Seaweed problems in the Caribbean
Sargassum, once almost exclusively the bane of seafarers,
has grown into a major headache for resort destinations from the Caribbean to Mexico, to South Florida, fouling beaches with stinking, rotting masses of seaweed. Unfortunately, “What’s your seaweed situation?” needs to be added to the list of questions agents ask of resorts in the region before booking stays for clients.
Formed into large brown mats, sargassum – a type of oversized algae – usually floats benignly far offshore, providing an essential habitat and food for sea life. The Sargasso Sea, a 700-mile wide, 2,000-mile long area of the North Atlantic surrounded by strong ocean currents, is the most famous (and notorious) habitat for sargassum, despised by sailors as a frequently windless region where sailing ships could sit becalmed for weeks. The area became known as the Horse Latitudes because stuck Spanish sailors sometimes had to throw their horses overboard in order to save water.
Lately, however, sargassum has been on the move. We got a preview of the coming crisis in April on a visit to St. Lucia, when we saw large mats of sargassum floating across the Caribbean Sea as our flight approached the island, and from our lofty vantage point at the Jade Mountain resort.
By early summer, sargassum was piling up on the eastern shoreline of St. Lucia and beaches across the Caribbean. The cleanup challenge at the St. James Club on the east coast of Antigua was so bad that management threw up its hands and decided to shut down until September.
In addition to being an unsightly mess on the beach, mats of sargassum floating just offshore can discourage swimmers, harm coral reefs, kill marine life (including sea turtles) by depleting oxygen in shallow waters, and foul boat motors, often making it impossible for local fishermen to work.
Other destinations that have been inundated with sargassum this year include the Riviera Maya, Grenada, Curacao, Bonaire, Barbados, the Dominican Republic, Trinidad and Tobago, Guadeloupe, Dominica, and Puerto Rico. In fact, it’s probably easier to make a list of destinations in the region that haven’t been affected; the islands of the Eastern Caribbean have been especially hard hit, but so has Mexico far to the west and Florida well up north.
“Although the strong-smelling, rotting seaweed arrives most years in many countries, the volume this year – reportedly up to three to four feet high in some locations – is so great that normal voluntary efforts to clean beaches are proving ineffective on many coastlines,” according to the Caribbean Council.
Agents need to be especially alert about sargassum when booking clients on southern and east coast beaches in the Caribbean, which have been especially hard hit. In the Eastern Caribbean, for example, that generally means the beaches facing the Atlantic; fortunately, many tourist resorts in these islands are on the Caribbean (west) coast, and thus may be unaffected.

#### Written task 1:
Using the seaweed article, mark each statement yes or no, and quote the words that decide it: (a) The Sargasso Sea measures 700 miles wide and 2,000 miles long. (b) The St. James Club, on the west coast of Antigua, shut down until September. (c) Many tourist resorts in the Eastern Caribbean islands sit on the Atlantic coast.
#### Written task 2:
Write the next part of the seaweed article, picking up after its final sentence.

#### Recorded data:
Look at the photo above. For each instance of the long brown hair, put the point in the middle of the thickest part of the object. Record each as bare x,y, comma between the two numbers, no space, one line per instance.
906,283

#### Right answer 1:
(a) Yes: "a 700-mile wide, 2,000-mile long area of the North Atlantic"
(b) No: "the St. James Club on the east coast of Antigua"
(c) No: "many tourist resorts in these islands are on the Caribbean (west) coast"

#### Right answer 2:
The sargassum problem was actually forecast in January 2018, when the Optical Oceanography Laboratory at the University of South Florida reported on satellite imagery showing unusually high sargassum growth. The July 2018 issue of the monthly Sargassum Outlook Bulletin produced by the school suggests that the crisis is far from over. “In the coming months, there is a high chance that the bloom and sargassum beaching in the Caribbean will continue to at least October 2018, and possibly exceed the historical record in 2015,” according to the report – a good resource for proactive agents to check when planning future trips for clients.
This isn’t the first time that sargassum has been a problem. Caribbean beaches were hit by waves of seaweed in 2011 and again in 2015. But, this year seems to be worse. Researchers aren’t sure why there are years like 2018 when sargassum decides to start drifting, but suspected culprits include ocean changes related to climate change. Warmer ocean waters and nutrient-rich pollution could also be contributing to accelerated seaweed growth.
Beached sargassum isn’t a permanent problem: once it lands it begins to decompose, a stinky situation that can persist for about two months until the rotten seaweed sinks away.
Some resorts and destinations haven’t waited for nature to take its course, however, paying contractors to haul the seaweed off their beaches and, in some cases, to convert it into fertilizer. Tourism-dependent Barbados declared sargassum a national emergency and enlisted its military to aid in cleanup of piles of seaweed that have sometimes grown to 12 feet high.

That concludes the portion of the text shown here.